>> START Quoted passage

Couple ConsultingThe process of renovating a home, depending on the size of the project, can be an intimidating project.  Even small repairs sometimes can lead to big stress if we’re not comfortable having strangers in our home.  It’s important to ensure a comfort level with your builder that reduces the worry and stress during your renovations so that not only is the completed project beautiful, but the actual process of construction is a pleasure as well.

Likewise, for the small business owner taking on increasingly larger budget projects, there are easily as many areas of stress and pitfalls that can overwhelm and damage projects.  The homeowner can relax once the dust has settled, but the owner of a construction business can face a few more projects knowing the profits will go to repair the mistakes of that last disaster.

The result of this cocktail mix of potentialities is that renovations are often approached with dread and uncertainty on the one side and bravado and a thin veil of strength on the other. Having heard all the stories of great projects gone terribly wrong, the fear that things can go bad will invite the reality that they just might again.

>> END Quoted passage
>> START Data extract

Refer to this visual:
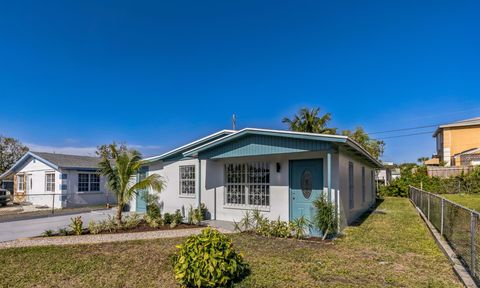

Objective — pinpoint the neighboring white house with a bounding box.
[0,152,116,208]
[131,128,382,234]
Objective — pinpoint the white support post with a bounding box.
[470,211,477,277]
[440,198,445,236]
[427,194,431,221]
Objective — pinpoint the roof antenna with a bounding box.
[232,113,237,131]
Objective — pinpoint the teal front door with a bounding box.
[135,167,148,213]
[289,159,323,236]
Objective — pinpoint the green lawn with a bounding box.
[440,194,480,211]
[0,198,462,287]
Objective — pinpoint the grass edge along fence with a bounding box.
[409,186,480,283]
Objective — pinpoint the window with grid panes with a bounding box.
[225,162,270,206]
[180,165,195,196]
[90,174,100,192]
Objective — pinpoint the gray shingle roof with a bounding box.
[32,152,101,168]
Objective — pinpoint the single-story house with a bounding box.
[130,128,382,233]
[0,152,116,208]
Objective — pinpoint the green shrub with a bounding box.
[42,229,53,237]
[290,216,309,239]
[173,228,249,287]
[163,213,173,224]
[268,217,290,238]
[88,220,102,234]
[143,214,164,228]
[170,209,183,228]
[70,216,83,235]
[312,197,336,239]
[58,228,70,236]
[145,194,162,219]
[187,203,207,225]
[122,213,142,229]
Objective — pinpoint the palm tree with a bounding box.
[282,108,337,134]
[417,157,430,165]
[99,144,164,224]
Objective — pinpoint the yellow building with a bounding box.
[433,117,480,166]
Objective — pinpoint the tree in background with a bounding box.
[417,157,430,165]
[282,108,337,134]
[99,143,164,225]
[342,127,385,159]
[95,142,128,159]
[0,136,29,174]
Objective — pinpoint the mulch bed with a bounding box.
[41,222,205,238]
[95,223,203,235]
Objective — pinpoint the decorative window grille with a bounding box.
[348,162,355,209]
[90,174,100,192]
[17,175,25,191]
[78,173,89,192]
[45,173,55,192]
[180,165,195,195]
[225,162,270,206]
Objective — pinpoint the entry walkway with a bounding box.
[0,228,231,249]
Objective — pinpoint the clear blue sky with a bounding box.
[0,0,480,162]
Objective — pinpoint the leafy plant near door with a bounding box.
[313,196,336,240]
[234,210,309,239]
[173,227,249,287]
[70,216,83,235]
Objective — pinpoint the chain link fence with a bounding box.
[409,187,480,283]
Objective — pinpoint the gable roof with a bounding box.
[183,128,383,167]
[143,130,235,163]
[433,117,480,137]
[453,148,480,157]
[33,152,102,169]
[0,151,101,179]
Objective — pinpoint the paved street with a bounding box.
[0,209,115,242]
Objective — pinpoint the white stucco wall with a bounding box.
[201,152,338,221]
[130,159,198,215]
[137,152,339,221]
[15,158,116,208]
[60,170,117,207]
[15,158,62,208]
[339,153,376,226]
[137,148,375,230]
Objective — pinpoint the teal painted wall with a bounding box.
[199,135,332,159]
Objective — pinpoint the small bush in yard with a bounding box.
[88,220,102,234]
[290,216,309,239]
[313,197,336,240]
[173,228,249,287]
[145,194,162,218]
[143,214,164,228]
[70,216,83,235]
[163,213,173,224]
[170,209,183,228]
[122,213,142,229]
[42,229,53,237]
[58,228,70,236]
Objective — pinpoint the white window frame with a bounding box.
[16,174,25,192]
[45,172,56,193]
[178,165,197,198]
[77,172,101,193]
[223,161,271,210]
[88,173,100,192]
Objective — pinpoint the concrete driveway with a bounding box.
[0,209,115,242]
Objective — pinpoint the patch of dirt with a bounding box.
[97,223,203,234]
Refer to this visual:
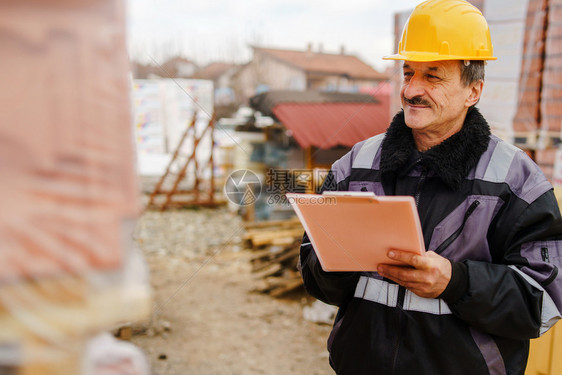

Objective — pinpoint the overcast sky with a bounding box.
[127,0,420,69]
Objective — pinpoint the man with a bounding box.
[300,0,562,375]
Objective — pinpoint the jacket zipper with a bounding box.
[391,165,429,374]
[435,201,480,254]
[541,247,550,263]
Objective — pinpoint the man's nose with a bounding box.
[404,74,425,99]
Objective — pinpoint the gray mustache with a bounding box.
[404,96,431,106]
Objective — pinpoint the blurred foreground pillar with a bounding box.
[0,0,149,375]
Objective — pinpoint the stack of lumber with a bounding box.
[244,218,304,297]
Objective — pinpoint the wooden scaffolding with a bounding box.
[147,113,217,211]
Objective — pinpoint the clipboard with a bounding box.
[286,191,425,272]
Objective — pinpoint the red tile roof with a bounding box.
[253,47,388,80]
[264,84,390,149]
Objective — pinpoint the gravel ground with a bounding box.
[132,208,333,375]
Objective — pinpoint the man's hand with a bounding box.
[378,250,452,298]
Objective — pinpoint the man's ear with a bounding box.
[464,80,484,108]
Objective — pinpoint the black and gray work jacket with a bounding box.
[300,109,562,375]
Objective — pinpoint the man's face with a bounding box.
[400,61,479,134]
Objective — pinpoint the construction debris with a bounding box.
[243,218,304,297]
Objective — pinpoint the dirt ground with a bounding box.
[131,208,333,375]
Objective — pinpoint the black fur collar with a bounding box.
[380,108,490,190]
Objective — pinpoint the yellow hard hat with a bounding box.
[383,0,496,61]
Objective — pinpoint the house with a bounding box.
[233,44,388,105]
[192,62,239,106]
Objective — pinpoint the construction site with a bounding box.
[0,0,562,375]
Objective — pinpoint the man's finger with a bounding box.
[387,250,426,268]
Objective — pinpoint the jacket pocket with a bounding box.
[429,195,503,262]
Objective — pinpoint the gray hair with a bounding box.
[460,60,486,86]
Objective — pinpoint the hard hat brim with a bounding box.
[382,52,497,62]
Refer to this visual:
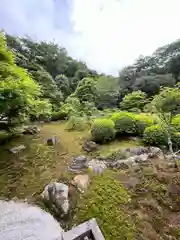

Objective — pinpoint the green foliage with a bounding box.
[33,99,52,120]
[55,74,71,97]
[152,87,180,115]
[111,112,136,134]
[51,111,64,121]
[74,172,134,240]
[0,34,14,65]
[95,76,120,109]
[143,124,168,146]
[31,70,63,107]
[172,131,180,150]
[66,116,91,131]
[171,114,180,132]
[91,119,115,142]
[134,114,156,136]
[81,102,97,116]
[75,78,96,102]
[133,74,175,97]
[120,91,147,111]
[0,36,51,125]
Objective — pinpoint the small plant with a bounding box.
[111,112,136,134]
[143,124,168,146]
[134,114,155,136]
[51,112,64,121]
[91,119,115,142]
[171,114,180,132]
[66,116,91,131]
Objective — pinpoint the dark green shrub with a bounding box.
[51,112,64,121]
[91,119,115,142]
[143,124,167,146]
[172,114,180,132]
[134,114,155,136]
[171,132,180,149]
[111,112,136,134]
[66,116,91,131]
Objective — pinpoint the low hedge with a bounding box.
[143,124,180,148]
[134,114,155,136]
[91,118,116,142]
[111,112,136,134]
[143,124,168,146]
[171,114,180,132]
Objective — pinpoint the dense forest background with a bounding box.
[0,33,180,129]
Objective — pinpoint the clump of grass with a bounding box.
[74,171,134,240]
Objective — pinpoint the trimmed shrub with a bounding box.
[172,114,180,132]
[91,119,115,142]
[171,132,180,149]
[111,112,136,134]
[143,124,167,146]
[66,116,91,131]
[51,112,64,121]
[134,114,155,136]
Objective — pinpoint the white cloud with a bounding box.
[71,0,180,74]
[0,0,180,74]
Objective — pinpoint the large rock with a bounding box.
[88,159,107,174]
[23,125,40,135]
[71,174,89,193]
[47,136,58,146]
[9,145,26,154]
[69,155,88,172]
[42,182,69,214]
[149,147,165,160]
[83,141,98,152]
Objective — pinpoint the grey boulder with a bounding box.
[9,145,26,154]
[42,182,69,214]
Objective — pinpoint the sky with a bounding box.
[0,0,180,75]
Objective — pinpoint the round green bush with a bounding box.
[134,114,154,136]
[51,112,62,121]
[91,119,115,142]
[143,124,167,146]
[171,132,180,149]
[66,116,91,131]
[111,112,136,134]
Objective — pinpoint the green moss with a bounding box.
[74,172,134,240]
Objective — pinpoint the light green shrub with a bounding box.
[172,114,180,132]
[134,114,155,136]
[91,119,115,142]
[66,116,91,131]
[143,124,167,146]
[51,112,63,121]
[111,112,136,134]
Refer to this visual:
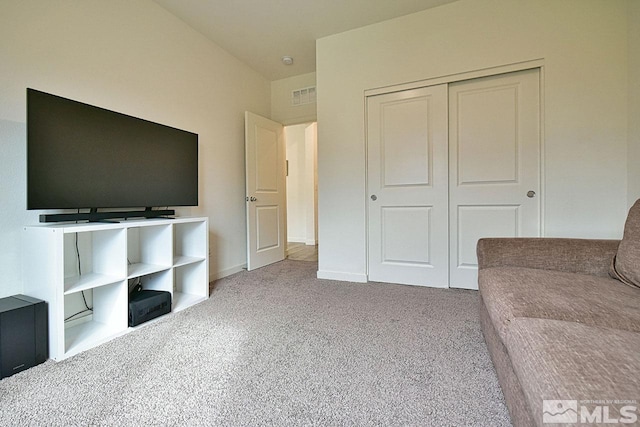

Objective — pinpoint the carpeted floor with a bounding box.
[0,260,510,426]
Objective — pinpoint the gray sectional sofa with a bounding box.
[477,200,640,426]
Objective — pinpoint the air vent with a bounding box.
[291,86,316,106]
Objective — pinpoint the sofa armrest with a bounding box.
[477,237,620,277]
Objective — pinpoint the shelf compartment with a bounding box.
[63,229,126,286]
[127,263,170,279]
[173,256,205,267]
[173,260,209,311]
[127,224,173,270]
[64,273,122,295]
[173,221,209,265]
[64,281,128,357]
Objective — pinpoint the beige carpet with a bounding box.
[0,260,509,426]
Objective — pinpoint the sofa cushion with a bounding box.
[611,199,640,287]
[478,267,640,342]
[506,318,640,426]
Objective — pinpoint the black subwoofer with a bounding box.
[0,295,49,378]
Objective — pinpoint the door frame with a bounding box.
[363,58,547,281]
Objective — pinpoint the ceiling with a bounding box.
[154,0,457,80]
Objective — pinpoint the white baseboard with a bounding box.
[317,270,367,283]
[209,263,247,282]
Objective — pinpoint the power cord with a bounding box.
[64,232,93,322]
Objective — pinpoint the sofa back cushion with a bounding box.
[611,199,640,288]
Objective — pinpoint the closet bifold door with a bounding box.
[367,84,449,287]
[449,69,541,289]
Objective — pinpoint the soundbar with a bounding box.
[40,208,176,222]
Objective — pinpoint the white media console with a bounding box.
[23,218,209,360]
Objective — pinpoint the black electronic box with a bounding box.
[129,290,171,326]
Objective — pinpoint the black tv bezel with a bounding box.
[26,88,199,222]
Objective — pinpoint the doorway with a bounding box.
[284,122,318,261]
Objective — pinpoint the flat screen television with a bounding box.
[27,89,198,222]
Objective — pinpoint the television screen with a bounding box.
[27,89,198,209]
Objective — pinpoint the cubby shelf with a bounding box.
[23,218,209,360]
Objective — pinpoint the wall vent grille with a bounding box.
[291,86,316,106]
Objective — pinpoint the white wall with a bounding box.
[0,0,270,297]
[627,0,640,206]
[316,0,628,280]
[284,123,316,245]
[271,73,316,125]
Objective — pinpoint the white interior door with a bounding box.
[245,112,287,270]
[449,69,541,289]
[367,85,449,287]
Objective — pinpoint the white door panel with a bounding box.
[367,85,448,287]
[449,70,540,289]
[245,112,286,270]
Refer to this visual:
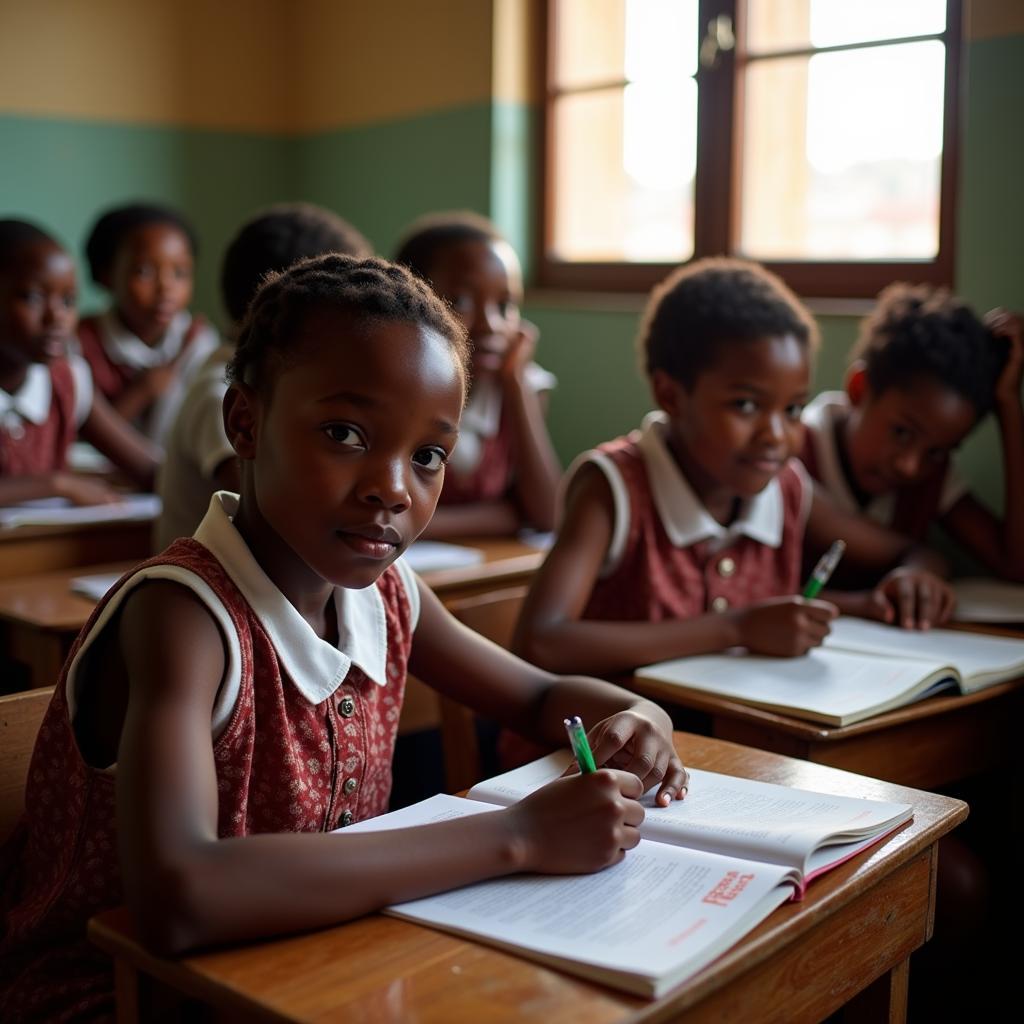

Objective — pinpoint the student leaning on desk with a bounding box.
[0,255,687,1021]
[515,259,952,675]
[0,220,159,505]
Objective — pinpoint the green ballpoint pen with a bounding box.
[803,541,846,600]
[562,715,597,775]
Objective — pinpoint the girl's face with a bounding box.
[0,242,78,366]
[225,308,465,589]
[653,335,810,516]
[845,376,978,495]
[428,241,522,380]
[110,223,193,345]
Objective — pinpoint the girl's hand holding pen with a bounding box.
[569,705,690,807]
[499,769,644,874]
[724,597,839,657]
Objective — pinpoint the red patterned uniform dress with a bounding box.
[0,524,413,1024]
[570,422,809,623]
[0,359,78,476]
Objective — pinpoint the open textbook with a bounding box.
[635,616,1024,726]
[342,752,913,996]
[0,495,160,529]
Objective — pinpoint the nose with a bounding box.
[893,452,921,480]
[469,302,505,338]
[43,296,76,327]
[761,413,785,443]
[356,459,412,515]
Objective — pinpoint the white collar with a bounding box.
[0,362,53,426]
[640,412,784,548]
[195,490,387,703]
[803,391,893,522]
[99,309,191,370]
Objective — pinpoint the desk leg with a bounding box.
[114,956,141,1024]
[843,959,910,1024]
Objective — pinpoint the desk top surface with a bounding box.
[0,527,544,633]
[90,733,967,1024]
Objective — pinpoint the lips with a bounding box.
[337,524,401,558]
[742,455,785,473]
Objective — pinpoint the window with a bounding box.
[540,0,961,297]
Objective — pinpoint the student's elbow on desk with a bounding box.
[125,851,204,956]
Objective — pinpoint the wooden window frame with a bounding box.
[535,0,964,299]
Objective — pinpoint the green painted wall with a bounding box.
[0,35,1024,516]
[293,103,490,256]
[0,116,294,323]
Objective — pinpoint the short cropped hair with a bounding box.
[220,203,374,324]
[0,217,60,271]
[637,257,818,388]
[394,210,504,281]
[850,282,1007,419]
[85,203,199,285]
[227,253,469,390]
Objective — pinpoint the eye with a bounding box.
[413,446,447,473]
[324,423,367,449]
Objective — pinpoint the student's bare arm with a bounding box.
[942,310,1024,583]
[410,584,684,803]
[502,331,562,529]
[80,391,160,489]
[117,583,643,953]
[421,499,522,541]
[513,466,835,675]
[805,484,953,629]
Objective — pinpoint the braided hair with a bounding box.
[227,253,469,389]
[0,217,59,270]
[850,283,1008,419]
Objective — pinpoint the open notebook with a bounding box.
[341,752,913,996]
[634,617,1024,726]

>> END Data extract

> **What you need to do**
A - Answer these from the home renovation text:
(i) What can even small repairs sometimes lead to if we're not comfortable having strangers in our home?
(ii) At what point can the homeowner relax?
(iii) Apart from dread and uncertainty, how are renovations often approached on the other side?
B - Carry on the home renovation text from its last sentence.

> **Response list**
A -
(i) Big stress.
(ii) Once the dust has settled.
(iii) With bravado and a thin veil of strength.

B -
The solution is communication

Talking to each other is absolutely the best way to avoid problems in any situation.  A renovation is no different.  In some ways it resembles a marriage (albeit short) and a blending of families and requires all the skills, patience, finesse and forgiveness.

For a renovation project to be successful, all tools must be laid on the table. The builder presents a portfolio and the homeowners must open the doors to their intimate closets.  Fears and insecurities must be made as evident as the dreams and desires.   Beyond the fancy pick-up and the big front door, the people should meet as partners, joined together to create something wonderful.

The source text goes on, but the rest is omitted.